§ PROVIDED PASSAGE
——————
Monday, January 17, 2011

My Worst Swim Yet (Mel's @ 2.5m)

Well it was January 16th, my 6 month anniversary since I first took Kay's course at Purple Hayes, and The Chilliwack River was almost in flood at 2.5 meters or just over 140 cubic meters per second of flow. This compared to the normal 1.2 meters I navigated it at to this point which equated to about 70 meters per second. My high water at the time was 1.5 meters or 85 meters per second. This makes a HUGE difference.

The original plan was to run The Chehalis and Statlu Creek in high water, but no one else was up for this, and chances were it would be in flood, same with our backup plans (Coquihalla, Frosst Creek)...Coquitlam, another idea, looked like it'd be too low after a spike (dam controlled). I still wanted to hit up Chehalis (me wanting to do things other people consider unsafe has seemed a recurring theme since I started boating...within some reason, some chalk this up to me not yet having a bad experience in my kayaking career), but at that point only myself and Merick even had any interest so we called it off.
——————
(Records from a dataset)
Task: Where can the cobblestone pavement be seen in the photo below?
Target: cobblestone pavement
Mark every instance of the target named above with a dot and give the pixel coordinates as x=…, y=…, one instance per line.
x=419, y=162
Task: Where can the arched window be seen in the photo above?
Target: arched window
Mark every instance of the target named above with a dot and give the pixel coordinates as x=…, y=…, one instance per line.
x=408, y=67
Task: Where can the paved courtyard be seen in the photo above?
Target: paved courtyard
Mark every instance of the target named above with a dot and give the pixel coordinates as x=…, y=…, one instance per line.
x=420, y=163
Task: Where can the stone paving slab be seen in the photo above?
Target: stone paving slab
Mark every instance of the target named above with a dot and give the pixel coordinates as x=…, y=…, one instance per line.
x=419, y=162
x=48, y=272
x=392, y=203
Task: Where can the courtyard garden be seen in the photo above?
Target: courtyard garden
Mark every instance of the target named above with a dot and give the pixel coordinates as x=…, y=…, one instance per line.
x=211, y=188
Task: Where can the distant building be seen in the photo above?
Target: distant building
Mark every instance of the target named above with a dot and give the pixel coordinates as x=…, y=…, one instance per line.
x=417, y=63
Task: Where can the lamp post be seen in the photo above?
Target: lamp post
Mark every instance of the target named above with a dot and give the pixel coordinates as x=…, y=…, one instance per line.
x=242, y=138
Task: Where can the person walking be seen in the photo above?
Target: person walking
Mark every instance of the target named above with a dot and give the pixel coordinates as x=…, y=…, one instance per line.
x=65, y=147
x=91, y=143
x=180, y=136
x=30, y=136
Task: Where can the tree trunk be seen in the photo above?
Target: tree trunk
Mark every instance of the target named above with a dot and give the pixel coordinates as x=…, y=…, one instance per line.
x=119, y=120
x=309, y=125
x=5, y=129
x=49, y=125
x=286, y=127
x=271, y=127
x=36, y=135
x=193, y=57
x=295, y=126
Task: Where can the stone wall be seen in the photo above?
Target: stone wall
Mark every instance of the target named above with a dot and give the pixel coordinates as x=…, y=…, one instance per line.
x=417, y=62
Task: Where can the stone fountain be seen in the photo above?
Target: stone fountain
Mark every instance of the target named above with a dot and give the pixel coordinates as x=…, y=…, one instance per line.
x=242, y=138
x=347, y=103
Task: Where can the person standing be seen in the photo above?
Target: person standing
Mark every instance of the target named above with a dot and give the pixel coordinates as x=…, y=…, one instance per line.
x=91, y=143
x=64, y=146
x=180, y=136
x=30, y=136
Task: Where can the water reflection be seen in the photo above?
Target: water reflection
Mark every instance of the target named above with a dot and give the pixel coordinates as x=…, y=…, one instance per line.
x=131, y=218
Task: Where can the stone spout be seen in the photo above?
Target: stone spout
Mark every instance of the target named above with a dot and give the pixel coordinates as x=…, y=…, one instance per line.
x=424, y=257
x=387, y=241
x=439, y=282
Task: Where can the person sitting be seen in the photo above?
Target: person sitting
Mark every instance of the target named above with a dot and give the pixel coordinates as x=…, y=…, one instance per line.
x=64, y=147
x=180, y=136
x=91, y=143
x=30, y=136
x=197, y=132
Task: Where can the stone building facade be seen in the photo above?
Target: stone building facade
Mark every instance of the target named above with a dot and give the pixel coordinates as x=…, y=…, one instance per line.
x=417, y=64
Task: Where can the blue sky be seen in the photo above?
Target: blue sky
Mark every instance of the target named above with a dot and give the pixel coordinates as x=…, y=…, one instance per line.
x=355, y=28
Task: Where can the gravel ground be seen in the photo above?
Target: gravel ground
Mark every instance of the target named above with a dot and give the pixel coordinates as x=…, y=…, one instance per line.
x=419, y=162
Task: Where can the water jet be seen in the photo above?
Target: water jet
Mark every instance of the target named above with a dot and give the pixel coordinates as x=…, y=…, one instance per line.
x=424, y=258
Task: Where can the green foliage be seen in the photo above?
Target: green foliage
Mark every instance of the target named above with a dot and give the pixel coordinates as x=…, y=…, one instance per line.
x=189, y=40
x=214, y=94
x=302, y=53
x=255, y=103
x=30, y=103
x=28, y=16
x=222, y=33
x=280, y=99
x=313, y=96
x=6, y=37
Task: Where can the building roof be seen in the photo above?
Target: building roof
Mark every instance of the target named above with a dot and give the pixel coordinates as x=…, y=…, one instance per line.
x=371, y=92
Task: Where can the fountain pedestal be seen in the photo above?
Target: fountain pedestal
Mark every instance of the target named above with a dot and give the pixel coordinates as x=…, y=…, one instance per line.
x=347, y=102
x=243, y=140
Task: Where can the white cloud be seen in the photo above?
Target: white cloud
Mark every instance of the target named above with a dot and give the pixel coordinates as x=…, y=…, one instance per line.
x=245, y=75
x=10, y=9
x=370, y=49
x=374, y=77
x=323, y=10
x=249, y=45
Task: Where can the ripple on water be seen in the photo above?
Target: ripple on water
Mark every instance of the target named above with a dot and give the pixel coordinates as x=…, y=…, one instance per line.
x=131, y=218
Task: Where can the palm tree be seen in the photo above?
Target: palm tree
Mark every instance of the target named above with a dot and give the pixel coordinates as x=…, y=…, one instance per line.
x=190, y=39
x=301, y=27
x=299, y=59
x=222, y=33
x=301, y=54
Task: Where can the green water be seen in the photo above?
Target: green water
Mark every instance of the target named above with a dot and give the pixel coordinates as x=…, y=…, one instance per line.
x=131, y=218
——————
§ TASK DETAILS
Continue the kayaking blog post about the high-water run on the Chilliwack River, starting right after its last sentence.

§ RESPONSE
Merick picked up Dave from Langley and they joined me at my place at the base of The Chilliwack River Valley. Our plan we were still thinking of was Frosst Creek or the classic run, I had a feeling to be a bit more on edge and gave Ryan a shout. Turns out a group of very good boaters was heading up to the canyon to do a high water canyon run...after missing out on the mid-December high water run I'd been itching for a month or so to get in on that kind of action. I told Merick and Dave about my thought and they agreed to follow me up and decide their fate at that time.

We got to Slesse boof (the canyon takeout) and the water was high, higher than I'd ever seen it. We looked at Slesse Creek, and the surrounding river and it looked gnarly for sure. The Abbotsford and beyond crew showed up and got changed, I agreed to get in on the run, Ryan was going in The Villain S and I would take The Pyranha Burn 2010 M (both boats courtesy of Western Canoe and Kayak) since I couldn't get comfortable and didn't like the Jackson. We headed to the put-in and my heart was racing more than it had ever been before. I knew this run would push my limit, but I also knew that I was on a good run and had been good with my roll and staying in my boat no matter what over the last couple months. There was also the fact that a road ran along the right side of the river so if I really wasn't feeling it I could always get out. Dave and Merick made the wise decision not to go for the plunge, and again I was in my usual spot as the least skilled, least experienced boater on a run that would push my limits.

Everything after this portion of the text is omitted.